[WRITTEN PROBLEM]
Please write out the material below from the line with "surface in the photo above. Give pixel coordinates." up to and including the line with "(1059, 132)", changing nothing in them.
[RECORD EXTRACTS start]
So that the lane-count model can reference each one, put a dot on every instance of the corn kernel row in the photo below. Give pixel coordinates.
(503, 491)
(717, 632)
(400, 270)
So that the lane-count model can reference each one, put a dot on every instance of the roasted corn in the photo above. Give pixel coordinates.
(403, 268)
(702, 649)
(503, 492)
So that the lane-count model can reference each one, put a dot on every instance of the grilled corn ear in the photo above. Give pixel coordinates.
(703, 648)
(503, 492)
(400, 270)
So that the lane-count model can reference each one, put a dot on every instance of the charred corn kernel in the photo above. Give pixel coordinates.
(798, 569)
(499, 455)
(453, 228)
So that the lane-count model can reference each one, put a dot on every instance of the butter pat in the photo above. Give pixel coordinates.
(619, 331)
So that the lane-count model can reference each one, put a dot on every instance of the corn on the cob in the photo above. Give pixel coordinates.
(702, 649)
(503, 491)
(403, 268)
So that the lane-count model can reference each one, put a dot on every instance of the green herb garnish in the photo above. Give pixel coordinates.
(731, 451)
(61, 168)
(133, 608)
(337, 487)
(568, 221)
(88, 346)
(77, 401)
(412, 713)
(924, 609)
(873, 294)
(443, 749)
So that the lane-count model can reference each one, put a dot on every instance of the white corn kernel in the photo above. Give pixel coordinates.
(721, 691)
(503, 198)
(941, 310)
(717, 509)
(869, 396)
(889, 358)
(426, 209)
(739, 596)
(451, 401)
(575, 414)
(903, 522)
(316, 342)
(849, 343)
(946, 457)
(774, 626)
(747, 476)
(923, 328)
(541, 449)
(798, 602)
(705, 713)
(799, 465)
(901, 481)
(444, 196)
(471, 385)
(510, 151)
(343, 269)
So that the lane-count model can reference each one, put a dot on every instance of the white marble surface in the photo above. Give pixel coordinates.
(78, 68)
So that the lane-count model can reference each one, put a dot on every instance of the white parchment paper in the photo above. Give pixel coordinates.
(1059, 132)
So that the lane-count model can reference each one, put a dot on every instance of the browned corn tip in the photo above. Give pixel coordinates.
[RECORD EXTRACTS end]
[TASK RESULT]
So that the lane-count model can reference each one, put a dot on every instance of the white marble surface in the photo above. Give pixel coordinates.
(78, 68)
So that the lane-count model can reference each one, put a dot on every instance of the white parchment paper in the photo above. Give pixel coordinates.
(1059, 132)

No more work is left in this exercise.